* [Document segment]
0072-edit-distance.cpp

/*
Problem: LeetCode 72 - Edit Distance

Description:
Given two strings word1 and word2, return the minimum number of operations required to convert word1 to word2.
You have the following three operations permitted on a word:
1. Insert a character
2. Delete a character
3. Replace a character

Intuition:
The problem can be solved using dynamic programming. We can break down the problem into smaller subproblems and find the minimum number of operations required to transform prefixes of the two strings into each other.

Approach:
1. Create a 2D DP table of size (m+1) x (n+1), where m and n are the lengths of word1 and word2, respectively.
   - dp[i][j] represents the minimum number of operations required to convert the first i characters of word1 to the first j characters of word2.
2. Initialize the first row and first column of the DP table as follows:
   - dp[i][0] represents the minimum number of operations required to convert the first i characters of word1 to an empty string (i deletions).
   - dp[0][j] represents the minimum number of operations required to convert an empty string to the first j characters of word2 (j insertions).
3. Fill in the DP table by considering the following cases:
   - If word1[i-1] is equal to word2[j-1], dp[i][j] will be the same as dp[i-1][j-1] since no operation is required.
   - If word1[i-1] is not equal to word2[j-1], dp[i][j] will be the minimum of the following three cases:
     a. dp[i-1][j] + 1 (deletion in word1)
     b. dp[i][j-1] + 1 (insertion in word1)
     c. dp[i-1][j-1] + 1 (replacement in word1)
4. The final answer will be stored in dp[m][n], representing the minimum number of operations required to convert word1 to word2.

Time Complexity:
The time complexity of the DP solution is O(m*n), where m and n are the lengths of word1 and word2, respectively. We need to fill in the entire DP table.

Space Complexity:
The space complexity of the DP solution is O(m*n), where m and n are the lengths of word1 and word2, respectively. We use a 2D DP table to store the minimum number of operations for each subproblem.

Dynamic Programming:
- Subproblem: The subproblem is finding the minimum number of operations required to convert prefixes of word1 to prefixes of word2.
- Recurrence Relation: The minimum number of operations is determined by three cases: insertion, deletion, or replacement.
- Base Case: The base cases are the first row and the first column of the DP table, representing conversions to and from empty strings.

* [Given information]
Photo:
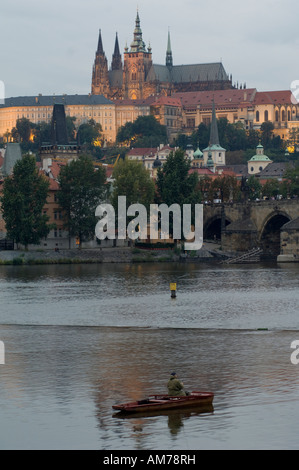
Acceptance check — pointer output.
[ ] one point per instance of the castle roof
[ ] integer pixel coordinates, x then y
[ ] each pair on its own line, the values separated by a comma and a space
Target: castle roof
50, 100
274, 97
222, 98
187, 73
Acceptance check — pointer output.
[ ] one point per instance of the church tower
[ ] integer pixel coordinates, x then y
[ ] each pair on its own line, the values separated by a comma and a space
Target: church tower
137, 63
100, 78
214, 154
116, 63
169, 62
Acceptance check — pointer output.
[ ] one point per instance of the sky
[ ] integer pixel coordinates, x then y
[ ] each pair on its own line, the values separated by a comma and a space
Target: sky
48, 46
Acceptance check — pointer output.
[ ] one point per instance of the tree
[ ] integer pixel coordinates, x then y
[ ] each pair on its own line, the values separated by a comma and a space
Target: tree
292, 181
132, 179
24, 196
254, 188
81, 190
89, 132
271, 188
267, 133
174, 183
22, 131
145, 131
226, 188
70, 126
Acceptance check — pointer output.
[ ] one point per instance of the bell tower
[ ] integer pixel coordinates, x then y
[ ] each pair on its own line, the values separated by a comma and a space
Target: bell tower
137, 63
100, 78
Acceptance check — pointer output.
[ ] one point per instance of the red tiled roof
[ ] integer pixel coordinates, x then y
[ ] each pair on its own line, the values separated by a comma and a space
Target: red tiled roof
169, 100
201, 171
273, 97
145, 102
233, 97
142, 151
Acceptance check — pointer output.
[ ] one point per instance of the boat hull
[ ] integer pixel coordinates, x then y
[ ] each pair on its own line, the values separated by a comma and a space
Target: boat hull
166, 402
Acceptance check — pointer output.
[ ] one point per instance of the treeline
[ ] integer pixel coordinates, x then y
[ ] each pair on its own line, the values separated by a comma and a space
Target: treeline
82, 189
31, 136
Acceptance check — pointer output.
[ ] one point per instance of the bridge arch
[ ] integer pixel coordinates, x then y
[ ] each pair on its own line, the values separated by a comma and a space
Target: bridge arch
212, 228
269, 237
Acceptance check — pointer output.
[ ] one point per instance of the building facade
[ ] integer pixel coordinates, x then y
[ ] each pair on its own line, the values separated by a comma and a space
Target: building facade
136, 76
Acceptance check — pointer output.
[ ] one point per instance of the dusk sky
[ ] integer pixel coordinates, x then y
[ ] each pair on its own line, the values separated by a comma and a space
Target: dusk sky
49, 46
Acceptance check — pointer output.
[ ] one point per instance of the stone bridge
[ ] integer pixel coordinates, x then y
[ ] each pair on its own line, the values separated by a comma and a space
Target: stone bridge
243, 226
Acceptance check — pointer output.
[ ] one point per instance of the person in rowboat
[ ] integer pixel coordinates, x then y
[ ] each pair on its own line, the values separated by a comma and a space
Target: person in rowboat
175, 386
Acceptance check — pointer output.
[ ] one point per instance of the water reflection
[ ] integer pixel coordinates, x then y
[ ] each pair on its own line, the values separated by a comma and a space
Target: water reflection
79, 339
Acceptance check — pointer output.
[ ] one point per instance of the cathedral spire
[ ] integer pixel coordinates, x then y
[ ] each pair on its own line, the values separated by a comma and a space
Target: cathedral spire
116, 57
168, 52
100, 49
214, 136
137, 45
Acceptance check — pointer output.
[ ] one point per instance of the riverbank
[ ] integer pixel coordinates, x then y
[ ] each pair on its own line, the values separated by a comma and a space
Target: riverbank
209, 252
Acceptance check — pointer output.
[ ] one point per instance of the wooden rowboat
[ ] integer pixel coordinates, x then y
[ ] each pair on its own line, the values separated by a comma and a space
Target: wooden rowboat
166, 402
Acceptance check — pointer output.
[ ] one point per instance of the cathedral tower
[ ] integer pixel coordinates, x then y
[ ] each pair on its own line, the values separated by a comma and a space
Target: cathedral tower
116, 63
137, 63
100, 78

* [Task list]
**a)** Transcribe the edit distance write-up between "2. Initialize the" and "(replacement in word1)", inclusive.
**b)** Render this sentence from the edit distance write-up in Spanish: "The time complexity of the DP solution is O(m*n), where m and n are the lengths of word1 and word2, respectively."
**c)** Answer these from the edit distance write-up, one per line:
(i) What size is the 2D DP table?
(ii) In which entry of the table is the final answer stored?
(iii) What do the base cases represent?
Work from the edit distance write-up alone, not from the records.

* [Responses to the exercise]
**a)**
2. Initialize the first row and first column of the DP table as follows:
   - dp[i][0] represents the minimum number of operations required to convert the first i characters of word1 to an empty string (i deletions).
   - dp[0][j] represents the minimum number of operations required to convert an empty string to the first j characters of word2 (j insertions).
3. Fill in the DP table by considering the following cases:
   - If word1[i-1] is equal to word2[j-1], dp[i][j] will be the same as dp[i-1][j-1] since no operation is required.
   - If word1[i-1] is not equal to word2[j-1], dp[i][j] will be the minimum of the following three cases:
     a. dp[i-1][j] + 1 (deletion in word1)
     b. dp[i][j-1] + 1 (insertion in word1)
     c. dp[i-1][j-1] + 1 (replacement in word1)

**b)** La complejidad temporal de la solución de DP es O(m*n), donde m y n son las longitudes de word1 y word2, respectivamente.

**c)**
(i) (m+1) x (n+1)
(ii) dp[m][n]
(iii) Conversions to and from empty strings